── Supplied text

EEEG 202              DIGITAL LOGIC                      3 Credits

Objective: To introduce students to the fundamental concepts of digital logic
 
Syllabus:

Introduction to Digital Systems: Why digital?; Analogue versus digital

Number Systems and Codes: Binary, octal and hexadecimal number systems; Conversion from one number system to another; Representation of negative numbers by signed magnitude representation, radix-complement representation (2’s complement and 10’s complement), diminished radix-complement representation (1’s complement and 9’s complement); Addition and subtraction of negative numbers; Binary, hexadecimal and octal numbers; 1’s and 9’s complements, and 2’s and 10’s complements; Binary multiplication and division; Problem of overflow in arithmetic operation; Weighted and unweighted binary codes, excess-3 and Gray codes;  Error detecting codes (parity); Alphanumeric, ASCII and EBCDIC codes

Boolean Algebra and Logic Gates: Introduction; Postulates of Boolean algebra, associativity, inverse, closure, commutativity, and distributivity; Basic theorems and properties of Boolean algebra and duality; Boolean variables and constants, algebraic manipulation, maxterms, minterms and conversion between them; Two variable Boolean algebra and switching algebra; Digital logic gates; IC digital logic families; An introduction to TTL, ECL, MOS, CMOS, I2L.

Simplification of Boolean Functions: Map method: 2,3, and 4 variable maps; Product of sums simplification; Implementation of digital functions using universal gates (NAND and NOR); Don’t care conditions; The tabulation method – detection and selection of prime implicants

Combinational Logic: Introduction; Active level designation for logic gate pins; Useful digital circuits implemented through combinational logic – half and full adders, half and full subtractors, BCD to excess 3 code converter, binary parallel adder, look ahead carry generator, BCD adders, magnitude comparator, decoders, encoders and priority encoders, multiplexers and demultiplexers; Combinational circuit analysis procedures and combination circuit realisation using universal gates; Block diagram transformation of combinational logic circuits implemented by one type of gate to another;  Use of multiplexers and decoders for combinational logic design;  Introduction to ROM and PLA and their use in combination logic circuits.

────

**Tasks and exercises:**
**A)** Reproduce the digital logic syllabus from "Boolean Algebra and Logic" to "MOS, CMOS, I2L.".
**B)** How many credits does the digital logic syllabus assign to the course EEEG 202?
**C)** List the IC digital logic families that the digital logic syllabus names in its introduction to them.
Rely only on the digital logic syllabus.

── Source material

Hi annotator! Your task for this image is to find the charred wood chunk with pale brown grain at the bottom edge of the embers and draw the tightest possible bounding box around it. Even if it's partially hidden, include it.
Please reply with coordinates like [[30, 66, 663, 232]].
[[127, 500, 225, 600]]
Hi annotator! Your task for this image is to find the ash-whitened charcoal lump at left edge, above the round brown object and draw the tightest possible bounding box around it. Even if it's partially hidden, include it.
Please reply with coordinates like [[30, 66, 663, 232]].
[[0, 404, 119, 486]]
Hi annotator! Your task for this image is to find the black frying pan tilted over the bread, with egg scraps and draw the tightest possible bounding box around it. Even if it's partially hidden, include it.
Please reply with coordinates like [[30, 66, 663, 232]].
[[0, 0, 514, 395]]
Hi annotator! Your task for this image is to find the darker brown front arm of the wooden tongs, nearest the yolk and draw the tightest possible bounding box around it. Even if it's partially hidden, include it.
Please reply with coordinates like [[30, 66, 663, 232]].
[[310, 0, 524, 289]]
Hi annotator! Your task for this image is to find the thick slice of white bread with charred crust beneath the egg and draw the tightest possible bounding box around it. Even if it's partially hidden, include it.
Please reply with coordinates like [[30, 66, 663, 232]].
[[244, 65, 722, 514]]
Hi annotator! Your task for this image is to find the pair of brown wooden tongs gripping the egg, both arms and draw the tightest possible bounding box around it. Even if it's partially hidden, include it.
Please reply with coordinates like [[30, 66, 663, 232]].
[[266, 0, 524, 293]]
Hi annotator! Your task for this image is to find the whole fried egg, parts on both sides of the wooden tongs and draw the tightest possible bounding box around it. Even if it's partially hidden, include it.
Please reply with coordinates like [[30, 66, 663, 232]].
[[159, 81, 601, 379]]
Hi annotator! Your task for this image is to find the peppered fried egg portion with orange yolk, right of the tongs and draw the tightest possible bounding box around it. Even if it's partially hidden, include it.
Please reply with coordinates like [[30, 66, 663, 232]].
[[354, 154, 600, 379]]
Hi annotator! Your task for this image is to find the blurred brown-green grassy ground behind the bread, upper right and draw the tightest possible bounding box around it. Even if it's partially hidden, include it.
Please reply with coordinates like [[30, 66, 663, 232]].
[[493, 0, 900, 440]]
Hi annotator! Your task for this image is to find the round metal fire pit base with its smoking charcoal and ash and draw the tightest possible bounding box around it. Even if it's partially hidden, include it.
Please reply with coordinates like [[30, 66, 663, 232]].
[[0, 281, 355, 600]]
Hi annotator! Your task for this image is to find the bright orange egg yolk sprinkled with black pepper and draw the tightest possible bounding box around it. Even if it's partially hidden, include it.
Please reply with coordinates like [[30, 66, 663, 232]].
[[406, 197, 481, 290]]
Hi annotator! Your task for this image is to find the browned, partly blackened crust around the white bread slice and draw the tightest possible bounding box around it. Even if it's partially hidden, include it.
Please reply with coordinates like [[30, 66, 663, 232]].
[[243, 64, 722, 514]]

────
── Source material

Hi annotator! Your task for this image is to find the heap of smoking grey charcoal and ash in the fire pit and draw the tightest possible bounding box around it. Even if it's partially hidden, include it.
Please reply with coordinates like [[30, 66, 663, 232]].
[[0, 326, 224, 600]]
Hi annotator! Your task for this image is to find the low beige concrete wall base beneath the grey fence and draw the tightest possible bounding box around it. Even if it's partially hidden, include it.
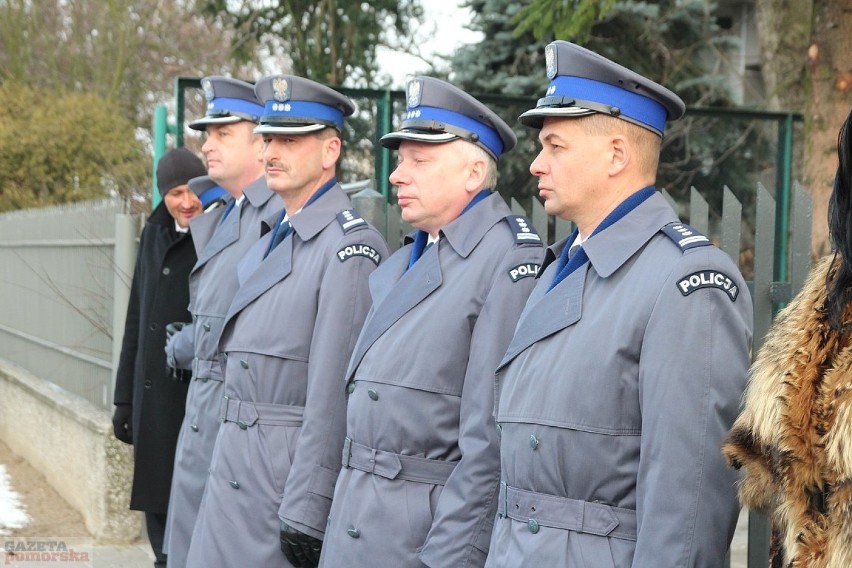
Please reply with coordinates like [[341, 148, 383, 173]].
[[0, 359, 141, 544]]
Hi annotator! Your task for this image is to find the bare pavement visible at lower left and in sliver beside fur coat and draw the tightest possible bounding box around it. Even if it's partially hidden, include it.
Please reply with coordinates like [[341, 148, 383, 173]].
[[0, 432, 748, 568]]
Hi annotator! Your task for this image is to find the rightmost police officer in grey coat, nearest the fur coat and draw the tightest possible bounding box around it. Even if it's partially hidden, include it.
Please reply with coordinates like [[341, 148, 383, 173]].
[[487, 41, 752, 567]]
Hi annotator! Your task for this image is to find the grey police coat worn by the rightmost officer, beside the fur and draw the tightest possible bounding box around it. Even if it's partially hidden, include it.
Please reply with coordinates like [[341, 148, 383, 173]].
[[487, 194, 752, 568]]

────

**Solutions in order:**
**A)**
Boolean Algebra and Logic Gates: Introduction; Postulates of Boolean algebra, associativity, inverse, closure, commutativity, and distributivity; Basic theorems and properties of Boolean algebra and duality; Boolean variables and constants, algebraic manipulation, maxterms, minterms and conversion between them; Two variable Boolean algebra and switching algebra; Digital logic gates; IC digital logic families; An introduction to TTL, ECL, MOS, CMOS, I2L.

**B)** 3 credits

**C)** TTL, ECL, MOS, CMOS, I2L